-------- Task input

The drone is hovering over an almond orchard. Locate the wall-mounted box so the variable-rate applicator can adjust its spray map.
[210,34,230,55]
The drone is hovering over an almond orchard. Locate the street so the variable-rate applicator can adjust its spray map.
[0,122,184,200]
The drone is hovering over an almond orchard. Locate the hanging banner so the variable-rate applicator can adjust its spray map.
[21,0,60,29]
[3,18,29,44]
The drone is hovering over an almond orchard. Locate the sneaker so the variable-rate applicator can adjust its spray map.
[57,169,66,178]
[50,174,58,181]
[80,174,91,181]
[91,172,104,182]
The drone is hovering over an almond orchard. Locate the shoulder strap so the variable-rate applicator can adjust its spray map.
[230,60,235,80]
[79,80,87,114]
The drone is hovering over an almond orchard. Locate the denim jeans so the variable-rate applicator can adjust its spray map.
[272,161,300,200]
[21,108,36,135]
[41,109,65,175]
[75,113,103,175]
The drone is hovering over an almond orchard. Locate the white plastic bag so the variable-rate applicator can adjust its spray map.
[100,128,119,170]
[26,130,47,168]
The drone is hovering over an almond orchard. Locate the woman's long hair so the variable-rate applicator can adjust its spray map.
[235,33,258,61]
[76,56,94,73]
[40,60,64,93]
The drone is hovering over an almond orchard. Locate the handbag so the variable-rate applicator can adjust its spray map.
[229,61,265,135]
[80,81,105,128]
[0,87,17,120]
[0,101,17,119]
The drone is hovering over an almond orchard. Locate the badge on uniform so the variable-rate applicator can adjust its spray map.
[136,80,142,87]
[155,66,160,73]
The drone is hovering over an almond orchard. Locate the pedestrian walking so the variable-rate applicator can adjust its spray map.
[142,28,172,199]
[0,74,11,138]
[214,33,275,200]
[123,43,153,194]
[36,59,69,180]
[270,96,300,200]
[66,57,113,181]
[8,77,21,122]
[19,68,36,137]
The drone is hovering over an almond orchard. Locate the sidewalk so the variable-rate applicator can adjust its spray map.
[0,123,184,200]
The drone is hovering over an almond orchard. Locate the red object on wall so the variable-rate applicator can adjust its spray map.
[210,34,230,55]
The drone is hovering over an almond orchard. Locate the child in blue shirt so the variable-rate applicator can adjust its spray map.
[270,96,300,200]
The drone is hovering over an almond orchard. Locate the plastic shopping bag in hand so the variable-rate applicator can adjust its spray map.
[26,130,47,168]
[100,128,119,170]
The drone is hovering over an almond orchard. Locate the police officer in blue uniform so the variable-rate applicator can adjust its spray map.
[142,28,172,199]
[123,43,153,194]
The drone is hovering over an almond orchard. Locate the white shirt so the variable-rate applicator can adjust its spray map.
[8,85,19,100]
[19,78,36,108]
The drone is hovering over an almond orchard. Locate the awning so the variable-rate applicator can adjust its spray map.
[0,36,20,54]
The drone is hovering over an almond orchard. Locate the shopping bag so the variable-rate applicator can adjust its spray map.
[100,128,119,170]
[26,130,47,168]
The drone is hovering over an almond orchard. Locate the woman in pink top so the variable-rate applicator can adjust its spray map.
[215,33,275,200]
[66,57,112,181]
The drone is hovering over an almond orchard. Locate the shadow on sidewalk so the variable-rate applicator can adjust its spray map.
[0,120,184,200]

----------------
-------- Task input

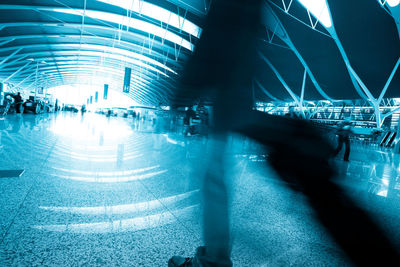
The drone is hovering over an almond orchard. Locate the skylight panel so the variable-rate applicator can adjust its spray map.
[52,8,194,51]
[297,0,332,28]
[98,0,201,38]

----------------
-------- Task input

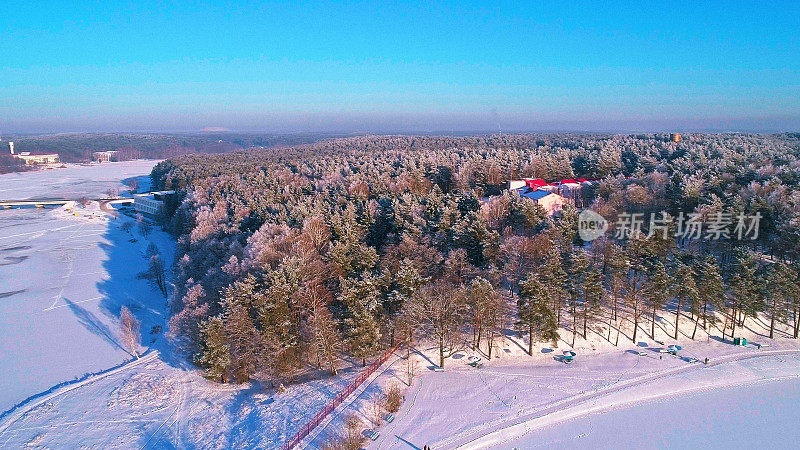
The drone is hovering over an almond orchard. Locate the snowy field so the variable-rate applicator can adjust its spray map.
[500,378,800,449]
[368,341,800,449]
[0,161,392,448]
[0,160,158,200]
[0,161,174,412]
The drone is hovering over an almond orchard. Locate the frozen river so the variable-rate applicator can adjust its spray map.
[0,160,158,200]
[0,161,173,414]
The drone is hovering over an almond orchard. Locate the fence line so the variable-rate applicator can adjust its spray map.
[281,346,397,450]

----------------

> [Challenge]:
Write out the lines again from the one containing "The drone is hovering over an almond orchard. Locate the street" through the one containing "[91,172,104,182]", swapping "sneaker" for "running shoe" and changing nothing else.

> [Result of the exercise]:
The drone is hovering over an almond orchard. Locate the street so the variable-rate applicator can adjust its spray map.
[0,122,184,200]
The drone is hovering over an almond orchard. Locate the hanging banner so the variable-rate applicator can adjust its spray map.
[21,0,60,29]
[3,18,29,44]
The drone is hovering over an almond orchard. Locate the running shoe so the variable-rate applicator can adjust its spray map.
[57,169,66,178]
[50,174,58,181]
[80,174,91,181]
[91,172,104,182]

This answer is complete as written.